··· Record excerpts ···
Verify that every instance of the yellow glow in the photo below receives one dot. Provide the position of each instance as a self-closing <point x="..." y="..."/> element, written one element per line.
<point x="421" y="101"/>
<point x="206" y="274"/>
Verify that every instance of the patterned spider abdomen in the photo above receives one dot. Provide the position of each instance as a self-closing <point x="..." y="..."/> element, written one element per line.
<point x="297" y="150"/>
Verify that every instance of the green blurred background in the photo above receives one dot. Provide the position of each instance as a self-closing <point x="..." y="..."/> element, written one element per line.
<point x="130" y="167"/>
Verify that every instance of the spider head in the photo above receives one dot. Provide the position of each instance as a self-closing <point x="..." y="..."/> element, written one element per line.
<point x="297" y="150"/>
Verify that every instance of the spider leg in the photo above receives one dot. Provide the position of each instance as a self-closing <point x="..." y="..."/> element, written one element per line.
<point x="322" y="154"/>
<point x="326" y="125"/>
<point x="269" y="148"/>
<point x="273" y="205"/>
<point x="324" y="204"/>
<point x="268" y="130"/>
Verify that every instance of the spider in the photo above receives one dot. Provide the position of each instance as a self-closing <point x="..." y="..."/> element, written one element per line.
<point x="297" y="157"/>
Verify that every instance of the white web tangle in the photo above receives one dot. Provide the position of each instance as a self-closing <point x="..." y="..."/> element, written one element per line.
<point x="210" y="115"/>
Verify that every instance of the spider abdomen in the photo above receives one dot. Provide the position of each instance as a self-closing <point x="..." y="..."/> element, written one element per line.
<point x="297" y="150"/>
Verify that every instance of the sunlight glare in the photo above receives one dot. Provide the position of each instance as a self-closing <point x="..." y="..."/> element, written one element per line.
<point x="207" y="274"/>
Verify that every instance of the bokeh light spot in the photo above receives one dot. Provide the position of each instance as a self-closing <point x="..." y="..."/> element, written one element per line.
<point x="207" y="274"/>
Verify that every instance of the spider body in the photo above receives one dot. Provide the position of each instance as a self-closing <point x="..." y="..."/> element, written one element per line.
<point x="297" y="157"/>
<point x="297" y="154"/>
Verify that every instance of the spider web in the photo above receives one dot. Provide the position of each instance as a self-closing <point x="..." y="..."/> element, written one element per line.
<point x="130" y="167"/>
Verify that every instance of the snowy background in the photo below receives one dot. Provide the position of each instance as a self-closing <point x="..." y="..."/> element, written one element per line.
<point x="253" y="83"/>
···
**Given instruction**
Beginning at the line where "Verify that every instance of the sunlight" appears, extract each line through the end of the data above; keep them exact and include nothing else.

**Solution to this exercise**
Verify that every instance of the sunlight glare in the photo above receives one dot. Provide the position of each instance as a self-closing <point x="..." y="..."/> element, written one element per line.
<point x="207" y="274"/>
Verify that every instance of the bokeh light spot in the photo above receives one dot. Provide the position of each instance as a self-closing <point x="..." y="..."/> element, written one element per line.
<point x="207" y="274"/>
Verify that every instance of the spider body in the photo above receives one dot. Provide the position of each instance as a self-closing <point x="..." y="..."/> element, written one element per line.
<point x="297" y="157"/>
<point x="297" y="154"/>
Verify that every instance of the spider web in the photo above receives one dot. Provide the position of each instance as a self-closing <point x="..." y="..."/> element, written one element per line.
<point x="130" y="167"/>
Verify that every instance of the snowy background in the photo below receives one dot. Provide the position of each instance as a self-closing <point x="..." y="..."/> element, written one element per line.
<point x="253" y="83"/>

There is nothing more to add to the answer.